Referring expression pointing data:
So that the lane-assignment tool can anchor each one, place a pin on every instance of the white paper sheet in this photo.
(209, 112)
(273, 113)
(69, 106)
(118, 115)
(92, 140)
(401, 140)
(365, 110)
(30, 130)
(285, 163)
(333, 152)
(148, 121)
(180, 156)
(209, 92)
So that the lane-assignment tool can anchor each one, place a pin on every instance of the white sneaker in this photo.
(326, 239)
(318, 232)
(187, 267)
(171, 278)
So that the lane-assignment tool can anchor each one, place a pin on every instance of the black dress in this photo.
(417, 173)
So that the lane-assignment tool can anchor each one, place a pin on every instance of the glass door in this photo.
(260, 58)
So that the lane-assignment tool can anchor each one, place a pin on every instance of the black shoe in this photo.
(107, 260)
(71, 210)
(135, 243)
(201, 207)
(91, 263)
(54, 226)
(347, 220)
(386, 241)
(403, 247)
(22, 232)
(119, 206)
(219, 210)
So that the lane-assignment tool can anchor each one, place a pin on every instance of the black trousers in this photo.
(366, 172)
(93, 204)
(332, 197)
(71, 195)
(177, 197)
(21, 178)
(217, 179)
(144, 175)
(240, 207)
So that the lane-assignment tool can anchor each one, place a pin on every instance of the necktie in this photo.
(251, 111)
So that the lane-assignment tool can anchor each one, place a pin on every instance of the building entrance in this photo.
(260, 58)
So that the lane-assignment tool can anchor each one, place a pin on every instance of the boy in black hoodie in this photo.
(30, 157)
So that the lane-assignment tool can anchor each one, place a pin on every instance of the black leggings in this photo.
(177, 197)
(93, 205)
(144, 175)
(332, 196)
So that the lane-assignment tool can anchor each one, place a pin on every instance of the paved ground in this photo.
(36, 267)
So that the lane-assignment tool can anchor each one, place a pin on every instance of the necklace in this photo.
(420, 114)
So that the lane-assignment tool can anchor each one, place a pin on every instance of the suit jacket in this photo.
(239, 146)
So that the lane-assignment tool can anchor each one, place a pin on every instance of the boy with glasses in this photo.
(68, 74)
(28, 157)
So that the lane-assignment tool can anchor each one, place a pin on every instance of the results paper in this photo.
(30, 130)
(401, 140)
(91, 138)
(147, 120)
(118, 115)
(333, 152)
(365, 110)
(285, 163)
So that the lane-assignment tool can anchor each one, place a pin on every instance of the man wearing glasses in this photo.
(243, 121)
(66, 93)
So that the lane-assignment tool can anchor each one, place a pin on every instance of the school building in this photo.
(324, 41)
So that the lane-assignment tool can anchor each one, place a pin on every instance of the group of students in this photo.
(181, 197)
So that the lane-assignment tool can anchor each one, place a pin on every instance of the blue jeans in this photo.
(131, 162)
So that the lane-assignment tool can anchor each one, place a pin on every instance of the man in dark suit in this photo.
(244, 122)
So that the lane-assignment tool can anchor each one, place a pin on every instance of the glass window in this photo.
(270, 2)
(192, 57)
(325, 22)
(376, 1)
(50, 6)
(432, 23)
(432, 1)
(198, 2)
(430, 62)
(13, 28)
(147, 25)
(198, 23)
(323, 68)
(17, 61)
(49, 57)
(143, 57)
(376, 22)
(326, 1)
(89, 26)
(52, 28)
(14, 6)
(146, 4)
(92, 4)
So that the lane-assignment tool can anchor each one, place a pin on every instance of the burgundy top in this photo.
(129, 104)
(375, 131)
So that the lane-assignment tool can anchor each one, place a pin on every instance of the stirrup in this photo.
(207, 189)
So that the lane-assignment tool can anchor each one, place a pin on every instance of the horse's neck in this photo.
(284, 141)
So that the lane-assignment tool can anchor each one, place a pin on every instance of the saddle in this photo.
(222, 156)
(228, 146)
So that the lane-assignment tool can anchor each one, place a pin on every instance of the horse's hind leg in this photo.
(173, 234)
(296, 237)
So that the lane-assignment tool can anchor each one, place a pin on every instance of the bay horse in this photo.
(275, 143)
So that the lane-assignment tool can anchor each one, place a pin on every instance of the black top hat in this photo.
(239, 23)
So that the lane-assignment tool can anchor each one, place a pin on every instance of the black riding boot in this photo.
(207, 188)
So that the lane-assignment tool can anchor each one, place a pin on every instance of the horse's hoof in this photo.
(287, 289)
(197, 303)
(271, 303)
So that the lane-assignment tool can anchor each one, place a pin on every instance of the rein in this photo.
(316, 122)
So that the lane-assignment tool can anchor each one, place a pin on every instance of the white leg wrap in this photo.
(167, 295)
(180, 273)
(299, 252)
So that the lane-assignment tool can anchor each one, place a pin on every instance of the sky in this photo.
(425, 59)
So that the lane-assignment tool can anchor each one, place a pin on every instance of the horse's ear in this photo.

ABOUT THIS TASK: Copy out exactly the lines between the line with "horse in this photo." and the last line of the entries, counting both of those lines.

WRITTEN ANSWER:
So that the lane-assignment tool can anchor each one, place a pin on every instance of the bay horse in this photo.
(275, 143)
So that the lane-assignment tool can anchor each one, place a pin on every instance of the black top hat in this photo.
(239, 23)
So that the lane-assignment tool can anchor each one, place a pin on every instance of the black riding boot in this photo.
(207, 188)
So that the lane-assignment tool can anchor each one, place a pin on every instance of the horse's hoof in this photo.
(287, 289)
(197, 303)
(271, 303)
So that the lane-assignment tool can anchor each one, place a pin on every instance of the rein in this photo.
(316, 122)
So that the lane-assignment tool can anchor each one, place a pin on every instance of the white leg wrap in this photo.
(167, 295)
(180, 273)
(299, 252)
So that the lane-assignment tool can anchor each one, place a pin on every instance of the sky in this photo.
(425, 59)
So that the lane-assignment tool can anchor each one, place a pin on every instance of the horse's ear in this photo.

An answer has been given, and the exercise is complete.